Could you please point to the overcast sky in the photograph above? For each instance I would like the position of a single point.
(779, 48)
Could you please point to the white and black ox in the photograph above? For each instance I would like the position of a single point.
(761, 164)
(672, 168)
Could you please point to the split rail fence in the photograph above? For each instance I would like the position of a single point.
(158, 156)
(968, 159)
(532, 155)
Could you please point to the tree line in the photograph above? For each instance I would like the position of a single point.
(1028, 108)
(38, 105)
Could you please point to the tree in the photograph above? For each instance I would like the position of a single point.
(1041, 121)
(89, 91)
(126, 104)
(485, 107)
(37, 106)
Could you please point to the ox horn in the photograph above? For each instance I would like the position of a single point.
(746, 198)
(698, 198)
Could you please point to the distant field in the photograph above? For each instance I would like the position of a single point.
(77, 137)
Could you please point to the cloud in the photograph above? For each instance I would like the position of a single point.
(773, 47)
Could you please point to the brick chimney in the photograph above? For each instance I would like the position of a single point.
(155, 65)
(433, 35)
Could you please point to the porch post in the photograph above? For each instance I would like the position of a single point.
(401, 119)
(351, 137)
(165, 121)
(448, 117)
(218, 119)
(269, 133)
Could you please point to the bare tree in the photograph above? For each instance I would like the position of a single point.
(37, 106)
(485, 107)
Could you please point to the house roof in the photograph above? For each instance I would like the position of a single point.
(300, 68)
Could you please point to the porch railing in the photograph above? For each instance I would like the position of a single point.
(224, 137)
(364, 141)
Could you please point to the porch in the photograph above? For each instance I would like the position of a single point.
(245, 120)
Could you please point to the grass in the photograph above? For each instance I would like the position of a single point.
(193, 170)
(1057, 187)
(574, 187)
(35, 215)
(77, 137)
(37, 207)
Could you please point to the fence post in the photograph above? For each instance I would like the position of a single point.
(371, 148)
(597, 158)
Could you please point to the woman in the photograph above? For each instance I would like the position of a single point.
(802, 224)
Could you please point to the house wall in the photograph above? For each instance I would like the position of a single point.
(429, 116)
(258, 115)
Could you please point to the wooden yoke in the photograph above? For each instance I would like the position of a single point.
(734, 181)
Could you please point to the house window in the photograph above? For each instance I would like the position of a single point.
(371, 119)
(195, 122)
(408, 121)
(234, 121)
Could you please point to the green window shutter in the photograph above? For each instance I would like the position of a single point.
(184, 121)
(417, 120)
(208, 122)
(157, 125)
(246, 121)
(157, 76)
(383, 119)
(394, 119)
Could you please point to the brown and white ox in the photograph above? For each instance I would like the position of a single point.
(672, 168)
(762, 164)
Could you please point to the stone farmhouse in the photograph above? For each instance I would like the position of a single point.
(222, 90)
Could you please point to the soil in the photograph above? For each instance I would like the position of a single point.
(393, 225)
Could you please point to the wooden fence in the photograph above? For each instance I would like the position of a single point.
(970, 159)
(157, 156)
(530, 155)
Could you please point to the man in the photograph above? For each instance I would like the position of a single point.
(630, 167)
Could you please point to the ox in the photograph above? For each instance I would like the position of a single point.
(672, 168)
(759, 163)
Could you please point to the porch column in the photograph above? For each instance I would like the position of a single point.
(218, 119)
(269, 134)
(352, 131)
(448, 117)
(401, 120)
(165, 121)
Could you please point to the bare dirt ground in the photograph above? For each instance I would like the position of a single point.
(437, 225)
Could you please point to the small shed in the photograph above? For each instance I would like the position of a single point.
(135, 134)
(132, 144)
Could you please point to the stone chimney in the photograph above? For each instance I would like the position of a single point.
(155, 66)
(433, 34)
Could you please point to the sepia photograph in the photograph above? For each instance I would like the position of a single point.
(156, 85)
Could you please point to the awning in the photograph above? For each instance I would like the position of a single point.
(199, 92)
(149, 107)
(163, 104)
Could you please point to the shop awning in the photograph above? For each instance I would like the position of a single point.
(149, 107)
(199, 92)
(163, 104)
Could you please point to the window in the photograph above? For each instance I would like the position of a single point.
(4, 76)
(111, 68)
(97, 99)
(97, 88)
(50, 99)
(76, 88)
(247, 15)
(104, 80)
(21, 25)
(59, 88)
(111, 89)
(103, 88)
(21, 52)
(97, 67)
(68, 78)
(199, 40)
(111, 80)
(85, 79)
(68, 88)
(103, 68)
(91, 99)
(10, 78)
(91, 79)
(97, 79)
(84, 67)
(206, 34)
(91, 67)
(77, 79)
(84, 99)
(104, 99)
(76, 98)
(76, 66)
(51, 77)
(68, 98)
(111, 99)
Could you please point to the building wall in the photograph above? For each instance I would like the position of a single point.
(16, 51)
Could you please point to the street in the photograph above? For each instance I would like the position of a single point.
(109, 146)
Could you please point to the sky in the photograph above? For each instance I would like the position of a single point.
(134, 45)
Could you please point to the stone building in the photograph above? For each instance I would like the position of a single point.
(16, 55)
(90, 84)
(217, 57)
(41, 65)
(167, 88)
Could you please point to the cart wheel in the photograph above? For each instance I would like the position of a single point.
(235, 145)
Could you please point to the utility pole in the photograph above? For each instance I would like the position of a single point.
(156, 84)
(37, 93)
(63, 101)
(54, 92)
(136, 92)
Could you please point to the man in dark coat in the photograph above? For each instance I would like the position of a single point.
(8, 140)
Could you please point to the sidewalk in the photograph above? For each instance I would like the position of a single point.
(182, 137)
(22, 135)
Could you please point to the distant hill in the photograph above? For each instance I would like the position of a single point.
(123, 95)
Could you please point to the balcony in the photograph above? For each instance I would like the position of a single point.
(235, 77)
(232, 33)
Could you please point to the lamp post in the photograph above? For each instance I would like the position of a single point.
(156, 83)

■ ■ ■

* _EXERCISE PROMPT_
Write out every line from the records above, word for word.

* _ANSWER TO THE EXERCISE_
Could you please point to the overcast sky in the photograph above? For each instance I would like the position of a single point.
(779, 48)
Could you please point to the white and black ox in the photograph above? For each instance I would like the position of a single point.
(761, 164)
(672, 168)
Could you please point to the split rail fence in the photograph above? For each instance I would like the position of a single point.
(158, 156)
(968, 159)
(532, 155)
Could you please point to the tree line in the photograph above? For each instance I would like the position of a single point.
(1028, 108)
(38, 105)
Could you please point to the tree in the photograph above? For each instance I would like the position of a single point.
(1041, 121)
(89, 91)
(126, 104)
(485, 107)
(37, 106)
Could you please point to the ox horn in the photograph above? For each instance I would like the position of a single point.
(746, 198)
(698, 198)
Could you please point to the distant field in the photograph above? For each instance I would like the position of a single point.
(77, 137)
Could you please point to the cloud in the photograph above? For each instance I would like the position of a single point.
(773, 47)
Could you please point to the brick chimney in the photograph above? For each instance I would like the position of a single point.
(155, 65)
(433, 35)
Could you please point to the porch post in the photograph above? For each instance I would like the position of a single point.
(401, 119)
(351, 137)
(165, 121)
(448, 117)
(218, 119)
(269, 133)
Could you please point to the bare tree in the photograph above? For each instance I would like the position of a single point.
(37, 106)
(485, 107)
Could you please point to the house roof in the photograph above? For each instance I would like the position of a single point.
(300, 68)
Could you please point to the porch railing in the photograph above? For each instance I would like the position of a single point.
(224, 137)
(364, 141)
Could you please point to the porch in the photograph above? For each instance I would like the position of a single point.
(245, 120)
Could you please point to the grass in the photograph above? For each instance I would like the position of a single point.
(193, 170)
(1057, 187)
(574, 187)
(35, 215)
(77, 137)
(37, 207)
Could you please point to the fence post in the photograph above? For each instance I would like the position of a single point.
(371, 148)
(597, 158)
Could you please point to the woman in the photograph above? For each instance I would like the position of a single point.
(802, 224)
Could you please point to the house wall in the photograph above? For each instance I would like the position of a single point.
(429, 116)
(258, 115)
Could you please point to the wooden yoke in the photograph above? For each instance I would like the position of a single point.
(734, 181)
Could you please point to the house window in the photograph above? For each instance I would like the position of a single point.
(371, 119)
(195, 122)
(408, 121)
(234, 121)
Could you please point to the green window shutter in the photograph above? For each instance I would like the position of a single point.
(184, 121)
(417, 120)
(208, 122)
(157, 125)
(246, 121)
(157, 76)
(383, 119)
(394, 119)
Could you please point to the brown and white ox in the photograph above? For each instance I would like the position of a single point.
(672, 168)
(762, 164)
Could you please point to the stone farmhouse in the photograph above? For each instance I would like the position of a single point.
(222, 90)
Could you please point to the soil in the photograph above? For each instance I would like the position of a single point.
(393, 225)
Could you please point to the wooden fence in the photograph above? For each instance I would like the position of a single point.
(970, 159)
(157, 156)
(530, 155)
Could you please point to the man in the photograph above? For each instance I would like the position of a single point.
(630, 167)
Could you please point to the ox in the photograph above? For each instance I would like the position of a single point.
(672, 168)
(759, 163)
Could you please point to the porch column in the photograph above? For each instance I would like the position of a single point.
(218, 119)
(269, 134)
(352, 131)
(448, 117)
(401, 120)
(165, 121)
Could you please point to the bare dirt ground in the photograph above? For each instance I would like the position of a single point.
(437, 225)
Could you please point to the small shed in the photograph above? For each instance I would like the position of a single point.
(135, 134)
(132, 144)
Could you please point to the stone chimney in the photograph above? For each instance I would like the position of a single point.
(155, 66)
(433, 34)
Could you please point to the sepia photograph in the photograph above? For each instance I would like the position of a single point.
(156, 85)
Could you please point to the awning in the photograph above? For each instance I would like the position of a single point.
(199, 92)
(149, 107)
(163, 104)
Could you please point to the shop awning in the photograph above? For each instance I would like the position of a single point.
(149, 107)
(199, 92)
(163, 104)
Could you please point to the window in the photograph above? For each instance I would like the position of a single point.
(4, 76)
(111, 68)
(97, 99)
(97, 88)
(50, 99)
(76, 88)
(247, 15)
(104, 80)
(21, 25)
(59, 88)
(111, 89)
(103, 88)
(21, 52)
(97, 67)
(68, 78)
(199, 40)
(111, 80)
(85, 79)
(68, 88)
(103, 68)
(91, 99)
(10, 78)
(91, 79)
(97, 79)
(84, 67)
(206, 34)
(91, 67)
(77, 79)
(84, 99)
(104, 99)
(76, 98)
(76, 66)
(51, 77)
(68, 98)
(111, 99)
Could you please point to the building wall in the photograph above? For each instance I would like the position of a single point.
(16, 51)
Could you please point to the street in the photograph above? For each instance I would like the position of a single point.
(109, 146)
Could you please point to the sky in the photograph above? For each instance I would like the position of a single point.
(134, 45)
Could you please point to the stone building in the photograph above? For each instance I would like the position of a single point.
(16, 55)
(90, 84)
(217, 57)
(41, 65)
(167, 88)
Could you please point to the cart wheel in the photograph above? For each instance I would like the position of a single point.
(235, 145)
Could you please point to the utility pole in the photograph above? For each instance I would like the position of a single point.
(156, 84)
(37, 93)
(63, 101)
(54, 92)
(136, 92)
Could you please point to the man in dark coat in the photograph above? For each instance I would like the position of a single point.
(8, 140)
Could you please point to the sidewalk in the photograph above? For each instance I would like the position of a single point.
(182, 137)
(22, 135)
Could you please point to the distant hill in the photograph above? For each instance I would like the position of a single point.
(123, 95)
Could you please point to the balcony in the photograph above? For each instance I would like the position of a single point.
(235, 77)
(232, 33)
Could you please point to the lamp post in the photograph above? For each instance I would like the position of a single point.
(156, 83)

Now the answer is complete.